>> BEGIN

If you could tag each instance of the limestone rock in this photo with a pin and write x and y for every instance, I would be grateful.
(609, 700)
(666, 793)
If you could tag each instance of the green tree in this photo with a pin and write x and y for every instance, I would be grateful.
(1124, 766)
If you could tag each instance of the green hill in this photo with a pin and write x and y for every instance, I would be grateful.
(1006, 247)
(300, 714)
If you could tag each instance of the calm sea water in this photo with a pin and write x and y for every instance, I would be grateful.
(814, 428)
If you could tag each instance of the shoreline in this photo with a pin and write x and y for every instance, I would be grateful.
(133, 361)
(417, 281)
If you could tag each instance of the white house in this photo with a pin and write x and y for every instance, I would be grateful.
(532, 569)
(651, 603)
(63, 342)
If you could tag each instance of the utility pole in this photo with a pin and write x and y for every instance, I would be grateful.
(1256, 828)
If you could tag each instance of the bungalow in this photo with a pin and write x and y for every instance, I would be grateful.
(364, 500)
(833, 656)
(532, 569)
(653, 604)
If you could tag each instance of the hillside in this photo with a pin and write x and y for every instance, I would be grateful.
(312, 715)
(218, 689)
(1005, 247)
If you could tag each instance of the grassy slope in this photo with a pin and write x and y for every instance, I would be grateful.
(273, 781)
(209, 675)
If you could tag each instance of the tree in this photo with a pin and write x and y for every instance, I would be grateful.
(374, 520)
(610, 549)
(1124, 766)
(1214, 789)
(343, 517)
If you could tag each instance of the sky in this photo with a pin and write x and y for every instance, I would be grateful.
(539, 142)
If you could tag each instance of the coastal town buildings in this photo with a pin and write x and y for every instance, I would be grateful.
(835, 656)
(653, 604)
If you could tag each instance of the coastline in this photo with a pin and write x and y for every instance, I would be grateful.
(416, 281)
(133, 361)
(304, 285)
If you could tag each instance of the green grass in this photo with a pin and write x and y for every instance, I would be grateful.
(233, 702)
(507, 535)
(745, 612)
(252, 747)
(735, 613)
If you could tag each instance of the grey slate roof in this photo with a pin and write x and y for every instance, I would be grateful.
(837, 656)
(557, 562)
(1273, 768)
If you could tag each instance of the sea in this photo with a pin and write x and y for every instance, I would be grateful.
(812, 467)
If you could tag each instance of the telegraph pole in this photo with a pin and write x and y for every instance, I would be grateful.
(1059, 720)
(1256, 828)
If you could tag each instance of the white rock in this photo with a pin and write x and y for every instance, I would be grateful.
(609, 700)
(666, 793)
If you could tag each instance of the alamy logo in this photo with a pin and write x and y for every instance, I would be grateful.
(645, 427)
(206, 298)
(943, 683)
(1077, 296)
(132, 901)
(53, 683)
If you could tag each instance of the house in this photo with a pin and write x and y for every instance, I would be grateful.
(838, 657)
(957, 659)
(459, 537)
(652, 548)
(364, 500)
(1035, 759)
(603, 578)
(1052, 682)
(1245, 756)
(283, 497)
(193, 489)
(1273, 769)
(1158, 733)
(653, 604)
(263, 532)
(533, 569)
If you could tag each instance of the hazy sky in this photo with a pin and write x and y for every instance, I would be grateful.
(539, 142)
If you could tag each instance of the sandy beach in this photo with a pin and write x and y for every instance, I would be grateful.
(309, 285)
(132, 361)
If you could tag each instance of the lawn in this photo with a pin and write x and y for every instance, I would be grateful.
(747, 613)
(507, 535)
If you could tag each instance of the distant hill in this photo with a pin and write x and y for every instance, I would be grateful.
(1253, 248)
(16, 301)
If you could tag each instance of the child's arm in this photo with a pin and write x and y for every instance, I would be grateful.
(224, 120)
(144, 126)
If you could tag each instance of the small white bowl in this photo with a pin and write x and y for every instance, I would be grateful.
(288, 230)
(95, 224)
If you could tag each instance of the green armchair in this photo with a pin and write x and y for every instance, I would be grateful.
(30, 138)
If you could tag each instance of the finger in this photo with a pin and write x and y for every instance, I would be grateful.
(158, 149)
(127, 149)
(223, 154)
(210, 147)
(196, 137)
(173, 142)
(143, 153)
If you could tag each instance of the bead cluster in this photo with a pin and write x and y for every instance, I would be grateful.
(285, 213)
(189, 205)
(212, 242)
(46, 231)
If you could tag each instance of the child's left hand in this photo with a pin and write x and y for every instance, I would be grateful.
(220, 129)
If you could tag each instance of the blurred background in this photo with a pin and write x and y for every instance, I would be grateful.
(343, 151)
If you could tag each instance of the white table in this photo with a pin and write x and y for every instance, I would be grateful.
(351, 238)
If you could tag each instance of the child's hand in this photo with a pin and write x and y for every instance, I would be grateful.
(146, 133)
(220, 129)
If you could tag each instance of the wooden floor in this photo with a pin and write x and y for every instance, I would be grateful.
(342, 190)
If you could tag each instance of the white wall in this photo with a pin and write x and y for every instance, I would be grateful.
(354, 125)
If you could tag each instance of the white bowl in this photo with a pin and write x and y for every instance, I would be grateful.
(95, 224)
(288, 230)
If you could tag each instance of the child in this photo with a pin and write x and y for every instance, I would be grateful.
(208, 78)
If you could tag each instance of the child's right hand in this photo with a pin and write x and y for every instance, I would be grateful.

>> END

■ AIM ■
From the line containing "If you could tag each instance of the white table" to the last line of the material, please quote every line exactly and only those.

■ COMPLETE OUTPUT ■
If you could tag each instance of the white table in this photo with a pin and write x and y for every instance, I would be grateful.
(351, 238)
If you could tag each instance of the child's hand in this photo with a pin and write x and y for every instance, I would be grateful.
(146, 133)
(220, 129)
If you could tag each instance of the wooden floor in this photo with a pin and write x and y for every instance, I would be grateful.
(342, 190)
If you could tag each instance of the white wall in this photo with a pin and write x and y for every instance, I would be grateful.
(354, 125)
If you could tag each instance of the white bowl in this photo with a pin and write x and y for every instance, I would be grateful.
(95, 224)
(288, 230)
If you could tag each instance of the child in this photo with a pin and write x and y for every instance, I would be grateful.
(208, 78)
If you could tag each instance of the child's right hand in this photo with a pin and write x and y for every instance, I would be grateful.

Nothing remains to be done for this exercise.